Return each line of the entries that holds the string "building".

*** Begin section ***

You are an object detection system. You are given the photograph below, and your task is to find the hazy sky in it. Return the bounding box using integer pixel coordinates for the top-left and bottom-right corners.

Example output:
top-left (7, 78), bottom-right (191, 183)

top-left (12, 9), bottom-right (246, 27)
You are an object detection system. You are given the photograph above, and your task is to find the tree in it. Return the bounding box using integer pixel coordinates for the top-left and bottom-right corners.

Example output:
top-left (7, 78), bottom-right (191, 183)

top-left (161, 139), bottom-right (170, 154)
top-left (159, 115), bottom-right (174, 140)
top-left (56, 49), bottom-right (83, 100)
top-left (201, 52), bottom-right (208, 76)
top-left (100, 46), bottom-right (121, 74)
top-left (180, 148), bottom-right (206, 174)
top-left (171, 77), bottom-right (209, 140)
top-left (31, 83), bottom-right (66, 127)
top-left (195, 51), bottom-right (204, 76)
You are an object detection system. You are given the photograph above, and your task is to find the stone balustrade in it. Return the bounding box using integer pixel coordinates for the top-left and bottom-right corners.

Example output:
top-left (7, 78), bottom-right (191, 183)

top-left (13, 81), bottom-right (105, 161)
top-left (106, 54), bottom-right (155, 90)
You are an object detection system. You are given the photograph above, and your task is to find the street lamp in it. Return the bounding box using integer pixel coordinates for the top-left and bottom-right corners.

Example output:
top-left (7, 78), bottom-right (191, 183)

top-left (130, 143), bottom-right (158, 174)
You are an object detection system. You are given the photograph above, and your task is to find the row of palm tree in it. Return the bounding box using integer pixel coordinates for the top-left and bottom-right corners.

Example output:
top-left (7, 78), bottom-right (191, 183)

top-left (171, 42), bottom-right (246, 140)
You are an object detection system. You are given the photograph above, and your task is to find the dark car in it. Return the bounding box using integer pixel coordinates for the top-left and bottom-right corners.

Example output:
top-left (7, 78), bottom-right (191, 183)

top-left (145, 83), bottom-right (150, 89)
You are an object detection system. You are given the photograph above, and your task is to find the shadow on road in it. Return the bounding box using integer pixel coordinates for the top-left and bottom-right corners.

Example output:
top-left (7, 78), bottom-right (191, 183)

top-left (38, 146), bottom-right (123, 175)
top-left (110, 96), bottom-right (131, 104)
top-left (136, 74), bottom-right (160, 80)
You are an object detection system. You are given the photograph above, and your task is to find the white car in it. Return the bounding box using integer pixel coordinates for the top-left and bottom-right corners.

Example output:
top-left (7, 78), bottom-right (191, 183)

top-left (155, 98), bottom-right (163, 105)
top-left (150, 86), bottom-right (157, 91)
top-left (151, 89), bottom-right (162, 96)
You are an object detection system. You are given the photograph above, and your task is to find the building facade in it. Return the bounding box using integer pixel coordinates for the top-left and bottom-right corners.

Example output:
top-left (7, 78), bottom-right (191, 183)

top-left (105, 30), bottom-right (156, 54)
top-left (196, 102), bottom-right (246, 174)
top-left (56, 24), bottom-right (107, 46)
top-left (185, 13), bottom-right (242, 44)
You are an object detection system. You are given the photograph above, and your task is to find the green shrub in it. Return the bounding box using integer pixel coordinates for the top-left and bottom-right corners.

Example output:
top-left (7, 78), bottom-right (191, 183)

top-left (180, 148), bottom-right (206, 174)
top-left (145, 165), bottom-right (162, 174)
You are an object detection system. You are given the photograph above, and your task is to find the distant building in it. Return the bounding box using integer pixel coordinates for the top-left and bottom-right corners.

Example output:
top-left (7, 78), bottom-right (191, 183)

*** End section ***

TASK ANSWER -
You are an object detection system. You are given the photograph above, and your task is to find the building facade in it. Return the bounding box using integer pixel coordinates for the top-left and bottom-right corners.
You are an object detection system. You are given the photograph above, and your task is to find the distant building in it. Return the bounding box using integer pixel coordinates for the top-left and bottom-right corners.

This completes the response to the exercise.